■ **INPUT FOR THIS TASK**
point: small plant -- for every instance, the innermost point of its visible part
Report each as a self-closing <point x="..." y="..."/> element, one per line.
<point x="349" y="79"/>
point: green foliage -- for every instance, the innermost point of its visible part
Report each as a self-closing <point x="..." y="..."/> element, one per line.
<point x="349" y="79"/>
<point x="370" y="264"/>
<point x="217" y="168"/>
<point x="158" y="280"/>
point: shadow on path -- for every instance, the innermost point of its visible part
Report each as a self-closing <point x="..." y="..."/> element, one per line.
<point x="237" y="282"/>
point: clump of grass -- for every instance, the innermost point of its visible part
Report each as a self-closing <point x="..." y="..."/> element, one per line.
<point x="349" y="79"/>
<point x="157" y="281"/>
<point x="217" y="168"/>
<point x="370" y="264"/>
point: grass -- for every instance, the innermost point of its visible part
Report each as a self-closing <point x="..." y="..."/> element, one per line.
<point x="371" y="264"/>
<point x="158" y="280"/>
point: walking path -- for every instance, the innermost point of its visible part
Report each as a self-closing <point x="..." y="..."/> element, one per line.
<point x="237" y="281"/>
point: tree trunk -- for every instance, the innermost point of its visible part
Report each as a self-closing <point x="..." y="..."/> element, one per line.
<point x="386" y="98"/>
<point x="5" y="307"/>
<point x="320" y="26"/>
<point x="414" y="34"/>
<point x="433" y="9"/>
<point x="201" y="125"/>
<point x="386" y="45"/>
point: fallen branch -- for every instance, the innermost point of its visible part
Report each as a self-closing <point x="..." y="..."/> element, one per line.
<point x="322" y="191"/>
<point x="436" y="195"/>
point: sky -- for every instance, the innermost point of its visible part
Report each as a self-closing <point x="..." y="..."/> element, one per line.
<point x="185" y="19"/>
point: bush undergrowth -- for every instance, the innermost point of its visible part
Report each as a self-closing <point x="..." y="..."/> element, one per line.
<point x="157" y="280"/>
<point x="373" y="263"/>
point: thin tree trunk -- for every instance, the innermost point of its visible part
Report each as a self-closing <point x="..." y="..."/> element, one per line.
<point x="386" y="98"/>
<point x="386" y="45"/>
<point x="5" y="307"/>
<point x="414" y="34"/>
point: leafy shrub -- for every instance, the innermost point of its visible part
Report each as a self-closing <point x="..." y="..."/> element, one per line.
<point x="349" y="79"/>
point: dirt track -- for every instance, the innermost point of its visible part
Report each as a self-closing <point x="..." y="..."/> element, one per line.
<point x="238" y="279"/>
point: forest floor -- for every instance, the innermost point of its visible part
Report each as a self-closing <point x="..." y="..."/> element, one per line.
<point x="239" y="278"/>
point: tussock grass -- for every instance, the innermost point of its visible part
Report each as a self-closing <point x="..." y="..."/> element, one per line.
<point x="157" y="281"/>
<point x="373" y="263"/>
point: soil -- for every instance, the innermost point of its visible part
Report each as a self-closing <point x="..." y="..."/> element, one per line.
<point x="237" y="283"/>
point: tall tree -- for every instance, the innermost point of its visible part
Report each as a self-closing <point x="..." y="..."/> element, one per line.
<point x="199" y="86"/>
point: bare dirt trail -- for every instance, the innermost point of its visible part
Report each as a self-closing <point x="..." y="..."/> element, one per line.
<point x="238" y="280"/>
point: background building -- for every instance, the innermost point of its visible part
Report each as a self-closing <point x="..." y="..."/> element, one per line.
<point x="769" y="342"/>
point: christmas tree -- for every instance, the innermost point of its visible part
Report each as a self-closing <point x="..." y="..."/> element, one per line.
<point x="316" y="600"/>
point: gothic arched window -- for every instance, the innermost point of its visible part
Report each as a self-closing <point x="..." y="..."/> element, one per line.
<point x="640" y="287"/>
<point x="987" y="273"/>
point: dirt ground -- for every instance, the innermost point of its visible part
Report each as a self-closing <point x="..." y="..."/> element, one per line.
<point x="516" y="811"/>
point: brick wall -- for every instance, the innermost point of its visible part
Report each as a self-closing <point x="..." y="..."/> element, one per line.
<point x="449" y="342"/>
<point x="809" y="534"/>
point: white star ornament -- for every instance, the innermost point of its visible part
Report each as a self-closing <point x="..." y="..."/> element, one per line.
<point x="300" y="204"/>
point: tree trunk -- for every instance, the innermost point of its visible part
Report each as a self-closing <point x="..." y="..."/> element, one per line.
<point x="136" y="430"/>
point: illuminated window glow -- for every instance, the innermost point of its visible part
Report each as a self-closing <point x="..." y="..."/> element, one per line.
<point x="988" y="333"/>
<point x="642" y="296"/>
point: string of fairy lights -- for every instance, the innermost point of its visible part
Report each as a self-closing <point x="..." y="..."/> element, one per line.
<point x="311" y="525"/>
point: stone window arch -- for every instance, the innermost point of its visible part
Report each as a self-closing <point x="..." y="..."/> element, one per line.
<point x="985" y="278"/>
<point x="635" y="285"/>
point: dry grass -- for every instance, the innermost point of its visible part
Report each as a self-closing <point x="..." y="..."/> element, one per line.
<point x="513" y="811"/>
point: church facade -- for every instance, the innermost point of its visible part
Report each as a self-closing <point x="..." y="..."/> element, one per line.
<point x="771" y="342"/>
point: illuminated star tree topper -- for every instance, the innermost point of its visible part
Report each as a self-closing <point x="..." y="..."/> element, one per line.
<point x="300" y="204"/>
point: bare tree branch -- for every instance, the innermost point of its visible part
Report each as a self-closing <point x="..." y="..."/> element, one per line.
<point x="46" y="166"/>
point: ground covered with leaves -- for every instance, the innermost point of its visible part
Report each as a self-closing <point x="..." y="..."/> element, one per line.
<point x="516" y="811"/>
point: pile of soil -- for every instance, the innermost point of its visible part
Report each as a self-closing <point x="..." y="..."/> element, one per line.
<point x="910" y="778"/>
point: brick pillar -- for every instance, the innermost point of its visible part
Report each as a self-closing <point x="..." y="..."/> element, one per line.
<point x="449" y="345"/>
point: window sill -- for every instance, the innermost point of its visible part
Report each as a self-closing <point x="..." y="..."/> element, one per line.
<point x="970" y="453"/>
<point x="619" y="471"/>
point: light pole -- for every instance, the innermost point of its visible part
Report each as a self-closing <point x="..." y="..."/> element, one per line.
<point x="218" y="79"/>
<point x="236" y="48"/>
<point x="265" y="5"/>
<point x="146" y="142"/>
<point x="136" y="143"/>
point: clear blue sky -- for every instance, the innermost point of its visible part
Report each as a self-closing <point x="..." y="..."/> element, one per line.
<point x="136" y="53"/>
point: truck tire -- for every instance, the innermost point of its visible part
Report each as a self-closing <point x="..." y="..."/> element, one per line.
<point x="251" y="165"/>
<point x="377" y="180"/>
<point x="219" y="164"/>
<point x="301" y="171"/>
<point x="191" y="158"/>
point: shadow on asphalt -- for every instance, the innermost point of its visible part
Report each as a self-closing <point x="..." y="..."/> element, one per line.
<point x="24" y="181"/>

■ **WHAT TO PRODUCE**
Your answer must be the lines above, unchanged, from the first one through the line that holds "point: shadow on path", inclusive, and no others.

■ **REPLY**
point: small plant -- for every instance, the innermost point of its visible part
Report each as a self-closing <point x="..." y="..."/> element, one per line.
<point x="349" y="79"/>
point: green foliage -- for every instance, the innermost point of its visible part
Report each as a self-closing <point x="..." y="..."/> element, one per line.
<point x="349" y="79"/>
<point x="370" y="264"/>
<point x="217" y="168"/>
<point x="158" y="280"/>
point: shadow on path -- for every instance, the innermost point of its visible part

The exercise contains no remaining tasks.